-- start of Document --

= Ćmielów figurines =

Decorative ceramic sculptures created in Poland

Ćmielów figurines are objects of small-scale (decorative) ceramic sculpture created in Poland during the 1950s and 1960s, reflecting the style of the so-called New Look or the Post-Sevastopol Thaw, cast in porcelain or porcelainite. They were designed by artists employed at the Institute of Industrial Design, particularly Henryk Jędrasiak, Mieczysław Naruszewicz, Hanna Orthwein, and Lubomir Tomaszewski, and produced in various ceramic manufacturing facilities across Poland. In 1964, the production of figurines designed by the Institute of Industrial Design was (with a few exceptions) moved to the Ćmielów Porcelain Works in Ćmielów.

Ćmielów figurines represent an important phenomenon in the applied arts of their time, with significance comparable to that of Nymphenburg and Meissen figurines in the 18th century and Copenhagen figurines in the era of modernism.

In 2021, the first biography of Lubomir Tomaszewski was published by Agora, authored by Katarzyna Rij and Jerzy A. Wlazło. The book explores the broader context associated with Ćmielów figurines.

== Historical background ==
In the 1950s, a four-member team of artists was established at the Institute of Industrial Design in Warsaw under the leadership of Henryk Jędrasiak. The team included young graduates of the Warsaw Academy of Fine Arts – Mirosław Naruszewicz, Hanna Orthwein, and Lubomir Tomaszewski. Their task was to create a new collection of porcelain sculptures, representing a contemporary take on decorative figurines. Work on the designs began in 1955, initially as experimental efforts due to the need to break away from traditional approaches to small-scale sculpture. Moreover, apart from Naruszewicz, the artists had no prior experience working with this type of material and needed to familiarize themselves with its properties.

-- end of Document --
-- start of Dataset excerpts --

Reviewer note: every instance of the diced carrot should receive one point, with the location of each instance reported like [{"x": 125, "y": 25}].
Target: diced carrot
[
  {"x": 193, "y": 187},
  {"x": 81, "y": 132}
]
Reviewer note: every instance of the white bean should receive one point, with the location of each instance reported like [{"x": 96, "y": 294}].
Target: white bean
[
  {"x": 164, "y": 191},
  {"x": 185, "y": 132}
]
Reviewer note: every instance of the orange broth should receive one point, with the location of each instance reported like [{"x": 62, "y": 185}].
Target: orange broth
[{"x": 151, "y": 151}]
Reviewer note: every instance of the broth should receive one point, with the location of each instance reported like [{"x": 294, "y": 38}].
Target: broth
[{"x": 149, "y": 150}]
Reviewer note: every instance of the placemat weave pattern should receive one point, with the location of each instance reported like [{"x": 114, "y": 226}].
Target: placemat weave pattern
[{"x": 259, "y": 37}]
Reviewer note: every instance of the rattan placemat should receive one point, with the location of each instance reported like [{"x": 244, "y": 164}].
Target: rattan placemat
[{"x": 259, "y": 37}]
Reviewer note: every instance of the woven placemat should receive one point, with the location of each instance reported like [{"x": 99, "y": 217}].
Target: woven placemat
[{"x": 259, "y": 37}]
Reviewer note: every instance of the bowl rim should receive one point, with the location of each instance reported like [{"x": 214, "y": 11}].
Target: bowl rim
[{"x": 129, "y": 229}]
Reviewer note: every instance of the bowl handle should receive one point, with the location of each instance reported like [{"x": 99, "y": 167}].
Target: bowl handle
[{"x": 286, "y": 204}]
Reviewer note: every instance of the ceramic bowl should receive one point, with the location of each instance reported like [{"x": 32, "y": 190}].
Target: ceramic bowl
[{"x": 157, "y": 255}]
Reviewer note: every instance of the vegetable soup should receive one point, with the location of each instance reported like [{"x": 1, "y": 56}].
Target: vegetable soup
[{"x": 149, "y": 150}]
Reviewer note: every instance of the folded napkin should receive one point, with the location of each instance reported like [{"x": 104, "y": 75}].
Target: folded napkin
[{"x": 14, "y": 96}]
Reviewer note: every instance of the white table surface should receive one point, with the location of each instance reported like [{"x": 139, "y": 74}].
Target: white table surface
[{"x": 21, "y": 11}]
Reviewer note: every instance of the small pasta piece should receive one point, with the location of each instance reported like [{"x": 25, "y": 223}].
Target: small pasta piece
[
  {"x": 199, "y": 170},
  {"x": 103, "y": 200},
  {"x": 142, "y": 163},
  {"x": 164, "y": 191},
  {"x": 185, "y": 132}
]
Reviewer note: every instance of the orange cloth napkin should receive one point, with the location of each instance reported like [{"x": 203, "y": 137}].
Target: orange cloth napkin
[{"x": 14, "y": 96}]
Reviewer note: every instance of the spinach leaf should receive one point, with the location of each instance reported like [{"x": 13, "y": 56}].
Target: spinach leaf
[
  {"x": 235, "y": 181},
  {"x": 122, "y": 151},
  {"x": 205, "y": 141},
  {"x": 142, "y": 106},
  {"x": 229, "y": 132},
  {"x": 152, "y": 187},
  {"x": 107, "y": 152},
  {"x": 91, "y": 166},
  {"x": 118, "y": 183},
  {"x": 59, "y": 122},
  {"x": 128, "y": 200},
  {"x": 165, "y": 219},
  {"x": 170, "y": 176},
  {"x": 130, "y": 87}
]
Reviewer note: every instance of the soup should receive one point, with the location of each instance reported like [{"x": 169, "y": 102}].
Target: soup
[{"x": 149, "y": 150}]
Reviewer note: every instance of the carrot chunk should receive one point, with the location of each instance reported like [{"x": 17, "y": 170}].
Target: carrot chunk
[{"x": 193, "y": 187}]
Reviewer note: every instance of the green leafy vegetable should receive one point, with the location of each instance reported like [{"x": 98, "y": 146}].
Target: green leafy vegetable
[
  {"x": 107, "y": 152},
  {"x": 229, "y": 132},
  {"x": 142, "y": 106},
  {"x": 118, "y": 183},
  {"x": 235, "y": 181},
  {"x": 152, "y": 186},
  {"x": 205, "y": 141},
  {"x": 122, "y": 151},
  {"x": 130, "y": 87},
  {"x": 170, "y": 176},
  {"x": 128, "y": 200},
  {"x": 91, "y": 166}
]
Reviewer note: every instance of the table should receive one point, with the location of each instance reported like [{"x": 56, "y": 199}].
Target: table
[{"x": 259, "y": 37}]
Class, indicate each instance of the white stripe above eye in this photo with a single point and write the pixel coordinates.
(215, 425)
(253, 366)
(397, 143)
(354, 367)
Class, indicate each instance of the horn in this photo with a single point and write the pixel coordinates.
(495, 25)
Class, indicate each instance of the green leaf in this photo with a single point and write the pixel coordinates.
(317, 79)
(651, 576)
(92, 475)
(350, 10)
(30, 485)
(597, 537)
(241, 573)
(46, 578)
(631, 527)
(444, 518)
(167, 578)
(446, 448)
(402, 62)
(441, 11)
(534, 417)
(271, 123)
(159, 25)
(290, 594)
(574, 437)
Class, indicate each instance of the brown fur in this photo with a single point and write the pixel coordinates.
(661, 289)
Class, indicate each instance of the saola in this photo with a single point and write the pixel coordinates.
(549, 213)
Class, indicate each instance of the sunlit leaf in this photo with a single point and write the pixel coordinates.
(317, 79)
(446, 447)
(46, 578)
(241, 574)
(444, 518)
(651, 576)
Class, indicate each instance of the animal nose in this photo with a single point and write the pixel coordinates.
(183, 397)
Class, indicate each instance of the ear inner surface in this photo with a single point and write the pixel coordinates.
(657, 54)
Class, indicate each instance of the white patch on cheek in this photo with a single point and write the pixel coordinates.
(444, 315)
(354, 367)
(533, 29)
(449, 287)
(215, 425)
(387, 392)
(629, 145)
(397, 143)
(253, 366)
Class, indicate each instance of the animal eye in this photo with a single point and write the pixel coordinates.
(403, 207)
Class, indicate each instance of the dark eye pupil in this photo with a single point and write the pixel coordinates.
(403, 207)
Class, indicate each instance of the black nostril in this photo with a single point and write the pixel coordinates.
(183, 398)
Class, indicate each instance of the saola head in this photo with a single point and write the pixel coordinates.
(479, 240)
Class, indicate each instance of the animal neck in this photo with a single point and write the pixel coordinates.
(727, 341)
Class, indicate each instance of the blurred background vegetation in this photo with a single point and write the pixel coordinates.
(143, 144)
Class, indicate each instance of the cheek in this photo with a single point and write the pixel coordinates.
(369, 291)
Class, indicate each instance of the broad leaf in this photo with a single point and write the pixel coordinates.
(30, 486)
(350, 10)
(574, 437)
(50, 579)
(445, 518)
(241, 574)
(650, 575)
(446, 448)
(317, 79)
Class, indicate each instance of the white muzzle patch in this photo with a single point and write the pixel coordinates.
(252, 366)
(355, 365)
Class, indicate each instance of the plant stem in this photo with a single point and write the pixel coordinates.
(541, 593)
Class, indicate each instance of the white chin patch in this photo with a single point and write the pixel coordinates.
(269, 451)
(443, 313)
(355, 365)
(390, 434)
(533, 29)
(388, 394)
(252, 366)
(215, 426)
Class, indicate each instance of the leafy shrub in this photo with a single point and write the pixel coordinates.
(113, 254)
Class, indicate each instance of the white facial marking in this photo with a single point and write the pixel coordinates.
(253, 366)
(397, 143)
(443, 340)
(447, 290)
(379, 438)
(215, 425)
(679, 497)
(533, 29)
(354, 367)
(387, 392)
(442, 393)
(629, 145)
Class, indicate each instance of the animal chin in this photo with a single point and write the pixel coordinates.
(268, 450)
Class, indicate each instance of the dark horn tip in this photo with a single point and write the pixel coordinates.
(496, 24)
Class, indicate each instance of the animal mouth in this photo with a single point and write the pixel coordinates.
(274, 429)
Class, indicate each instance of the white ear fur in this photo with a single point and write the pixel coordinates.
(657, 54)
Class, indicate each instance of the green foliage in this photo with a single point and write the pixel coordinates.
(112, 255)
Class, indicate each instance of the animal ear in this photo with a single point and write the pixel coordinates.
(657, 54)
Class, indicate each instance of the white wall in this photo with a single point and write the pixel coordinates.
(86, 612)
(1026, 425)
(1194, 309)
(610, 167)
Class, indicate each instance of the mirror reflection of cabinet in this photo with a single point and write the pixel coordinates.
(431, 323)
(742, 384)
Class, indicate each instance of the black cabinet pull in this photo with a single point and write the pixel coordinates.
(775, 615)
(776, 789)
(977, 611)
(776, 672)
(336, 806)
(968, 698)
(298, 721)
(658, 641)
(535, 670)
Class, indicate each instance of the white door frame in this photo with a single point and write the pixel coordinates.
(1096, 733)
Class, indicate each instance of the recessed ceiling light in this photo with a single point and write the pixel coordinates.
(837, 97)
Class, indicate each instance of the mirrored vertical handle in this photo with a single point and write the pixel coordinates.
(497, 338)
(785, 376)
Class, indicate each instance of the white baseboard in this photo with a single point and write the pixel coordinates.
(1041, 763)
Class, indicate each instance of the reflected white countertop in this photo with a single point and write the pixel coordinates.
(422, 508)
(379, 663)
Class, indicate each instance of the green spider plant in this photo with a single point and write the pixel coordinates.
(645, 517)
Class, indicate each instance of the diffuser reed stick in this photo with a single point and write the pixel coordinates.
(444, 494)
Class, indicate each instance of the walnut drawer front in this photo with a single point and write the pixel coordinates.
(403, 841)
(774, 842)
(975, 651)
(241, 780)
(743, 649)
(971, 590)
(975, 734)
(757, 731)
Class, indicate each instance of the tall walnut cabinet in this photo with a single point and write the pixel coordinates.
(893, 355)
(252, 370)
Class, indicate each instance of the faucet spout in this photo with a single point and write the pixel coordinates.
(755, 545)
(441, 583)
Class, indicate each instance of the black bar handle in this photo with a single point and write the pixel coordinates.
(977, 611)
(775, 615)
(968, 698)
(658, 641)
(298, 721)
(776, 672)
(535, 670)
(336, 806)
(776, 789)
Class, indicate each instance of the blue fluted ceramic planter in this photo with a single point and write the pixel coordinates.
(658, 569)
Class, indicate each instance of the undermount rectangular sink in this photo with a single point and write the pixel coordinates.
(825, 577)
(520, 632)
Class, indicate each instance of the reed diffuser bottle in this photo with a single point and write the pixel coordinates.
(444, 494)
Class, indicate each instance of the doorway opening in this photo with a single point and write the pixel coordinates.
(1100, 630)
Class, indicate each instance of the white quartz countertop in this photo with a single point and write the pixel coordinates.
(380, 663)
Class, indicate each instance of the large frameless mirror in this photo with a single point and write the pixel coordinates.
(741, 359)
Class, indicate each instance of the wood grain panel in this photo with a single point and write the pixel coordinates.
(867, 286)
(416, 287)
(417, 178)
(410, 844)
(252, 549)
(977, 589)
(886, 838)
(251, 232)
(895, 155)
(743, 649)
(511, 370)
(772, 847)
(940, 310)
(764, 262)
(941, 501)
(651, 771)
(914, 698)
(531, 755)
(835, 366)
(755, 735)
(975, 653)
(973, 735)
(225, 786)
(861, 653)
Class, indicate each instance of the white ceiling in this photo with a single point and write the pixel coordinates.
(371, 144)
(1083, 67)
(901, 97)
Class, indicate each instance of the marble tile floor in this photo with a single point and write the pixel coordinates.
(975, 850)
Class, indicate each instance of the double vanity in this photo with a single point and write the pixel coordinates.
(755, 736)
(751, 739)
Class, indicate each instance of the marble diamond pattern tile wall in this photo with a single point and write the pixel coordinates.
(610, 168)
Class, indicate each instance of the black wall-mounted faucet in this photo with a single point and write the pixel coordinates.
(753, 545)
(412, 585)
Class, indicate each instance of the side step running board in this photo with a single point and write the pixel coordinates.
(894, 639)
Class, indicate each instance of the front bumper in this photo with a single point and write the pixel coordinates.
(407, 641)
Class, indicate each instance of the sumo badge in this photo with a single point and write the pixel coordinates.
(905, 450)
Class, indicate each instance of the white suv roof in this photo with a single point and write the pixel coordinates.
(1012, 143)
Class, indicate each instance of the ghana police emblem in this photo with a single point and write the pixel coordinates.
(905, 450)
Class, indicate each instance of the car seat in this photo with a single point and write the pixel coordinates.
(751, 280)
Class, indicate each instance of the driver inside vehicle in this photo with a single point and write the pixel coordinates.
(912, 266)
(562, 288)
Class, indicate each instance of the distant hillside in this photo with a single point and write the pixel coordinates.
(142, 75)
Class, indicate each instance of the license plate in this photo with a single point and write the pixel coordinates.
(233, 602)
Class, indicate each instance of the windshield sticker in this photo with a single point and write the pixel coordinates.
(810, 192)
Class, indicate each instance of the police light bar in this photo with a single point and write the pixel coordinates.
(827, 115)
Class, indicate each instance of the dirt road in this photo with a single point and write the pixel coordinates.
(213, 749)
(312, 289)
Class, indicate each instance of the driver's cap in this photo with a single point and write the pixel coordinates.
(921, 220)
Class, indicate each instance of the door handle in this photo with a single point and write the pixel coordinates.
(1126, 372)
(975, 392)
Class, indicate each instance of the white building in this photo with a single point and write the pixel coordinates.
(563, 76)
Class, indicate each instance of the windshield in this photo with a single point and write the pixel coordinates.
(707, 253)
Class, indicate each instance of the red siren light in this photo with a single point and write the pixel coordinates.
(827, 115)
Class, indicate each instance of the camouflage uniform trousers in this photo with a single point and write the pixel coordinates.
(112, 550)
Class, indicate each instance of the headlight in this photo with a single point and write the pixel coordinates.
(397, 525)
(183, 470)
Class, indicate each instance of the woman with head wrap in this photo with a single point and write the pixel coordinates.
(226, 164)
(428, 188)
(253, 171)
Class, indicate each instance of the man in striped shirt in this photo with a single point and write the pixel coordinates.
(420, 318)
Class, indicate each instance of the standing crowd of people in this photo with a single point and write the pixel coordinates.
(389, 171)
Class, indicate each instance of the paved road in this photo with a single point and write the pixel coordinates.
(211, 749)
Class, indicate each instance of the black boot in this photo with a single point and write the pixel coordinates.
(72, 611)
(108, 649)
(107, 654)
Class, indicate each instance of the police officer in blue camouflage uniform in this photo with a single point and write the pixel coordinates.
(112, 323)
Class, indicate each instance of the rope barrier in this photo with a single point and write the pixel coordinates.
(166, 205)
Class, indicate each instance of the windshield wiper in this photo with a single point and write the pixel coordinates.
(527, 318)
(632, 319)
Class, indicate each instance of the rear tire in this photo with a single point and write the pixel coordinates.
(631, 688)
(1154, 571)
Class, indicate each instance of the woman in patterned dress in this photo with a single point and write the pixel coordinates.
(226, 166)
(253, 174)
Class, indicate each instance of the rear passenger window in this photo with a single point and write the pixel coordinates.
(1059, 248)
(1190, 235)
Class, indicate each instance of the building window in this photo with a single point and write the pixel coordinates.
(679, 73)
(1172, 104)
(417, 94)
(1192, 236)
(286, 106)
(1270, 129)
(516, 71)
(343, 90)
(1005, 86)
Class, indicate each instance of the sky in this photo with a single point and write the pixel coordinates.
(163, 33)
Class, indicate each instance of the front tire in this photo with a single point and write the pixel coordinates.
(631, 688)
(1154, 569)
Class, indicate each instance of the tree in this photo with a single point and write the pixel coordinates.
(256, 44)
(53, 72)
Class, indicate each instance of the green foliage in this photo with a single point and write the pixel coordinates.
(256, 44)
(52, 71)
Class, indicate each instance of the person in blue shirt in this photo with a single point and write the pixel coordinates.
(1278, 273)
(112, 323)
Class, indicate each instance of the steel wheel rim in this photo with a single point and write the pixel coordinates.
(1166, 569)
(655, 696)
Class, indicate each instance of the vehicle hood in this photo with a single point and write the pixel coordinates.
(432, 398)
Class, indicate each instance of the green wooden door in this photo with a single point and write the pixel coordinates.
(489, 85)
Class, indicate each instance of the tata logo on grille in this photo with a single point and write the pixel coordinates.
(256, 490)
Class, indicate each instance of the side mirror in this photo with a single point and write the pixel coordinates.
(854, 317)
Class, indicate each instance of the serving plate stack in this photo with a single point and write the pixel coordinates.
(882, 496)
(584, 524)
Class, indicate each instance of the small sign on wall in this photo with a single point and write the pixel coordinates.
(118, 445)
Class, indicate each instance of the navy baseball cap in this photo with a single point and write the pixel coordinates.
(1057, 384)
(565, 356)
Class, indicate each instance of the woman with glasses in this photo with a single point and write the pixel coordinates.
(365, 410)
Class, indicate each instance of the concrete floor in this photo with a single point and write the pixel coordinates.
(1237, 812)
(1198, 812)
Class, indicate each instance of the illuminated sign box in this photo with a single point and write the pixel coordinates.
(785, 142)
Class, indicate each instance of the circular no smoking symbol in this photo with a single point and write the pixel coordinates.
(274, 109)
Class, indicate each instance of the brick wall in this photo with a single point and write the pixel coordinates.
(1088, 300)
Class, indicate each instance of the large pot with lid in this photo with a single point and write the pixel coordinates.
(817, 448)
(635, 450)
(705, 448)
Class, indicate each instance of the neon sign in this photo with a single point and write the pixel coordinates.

-- end of Dataset excerpts --

What the exercise asks | Reproduce the Ćmielów figurines article above word for word, from its title through its final sentence.

Response |
= Ćmielów figurines =

Decorative ceramic sculptures created in Poland

Ćmielów figurines are objects of small-scale (decorative) ceramic sculpture created in Poland during the 1950s and 1960s, reflecting the style of the so-called New Look or the Post-Sevastopol Thaw, cast in porcelain or porcelainite. They were designed by artists employed at the Institute of Industrial Design, particularly Henryk Jędrasiak, Mieczysław Naruszewicz, Hanna Orthwein, and Lubomir Tomaszewski, and produced in various ceramic manufacturing facilities across Poland. In 1964, the production of figurines designed by the Institute of Industrial Design was (with a few exceptions) moved to the Ćmielów Porcelain Works in Ćmielów.

Ćmielów figurines represent an important phenomenon in the applied arts of their time, with significance comparable to that of Nymphenburg and Meissen figurines in the 18th century and Copenhagen figurines in the era of modernism.

In 2021, the first biography of Lubomir Tomaszewski was published by Agora, authored by Katarzyna Rij and Jerzy A. Wlazło. The book explores the broader context associated with Ćmielów figurines.

== Historical background ==
In the 1950s, a four-member team of artists was established at the Institute of Industrial Design in Warsaw under the leadership of Henryk Jędrasiak. The team included young graduates of the Warsaw Academy of Fine Arts – Mirosław Naruszewicz, Hanna Orthwein, and Lubomir Tomaszewski. Their task was to create a new collection of porcelain sculptures, representing a contemporary take on decorative figurines. Work on the designs began in 1955, initially as experimental efforts due to the need to break away from traditional approaches to small-scale sculpture. Moreover, apart from Naruszewicz, the artists had no prior experience working with this type of material and needed to familiarize themselves with its properties.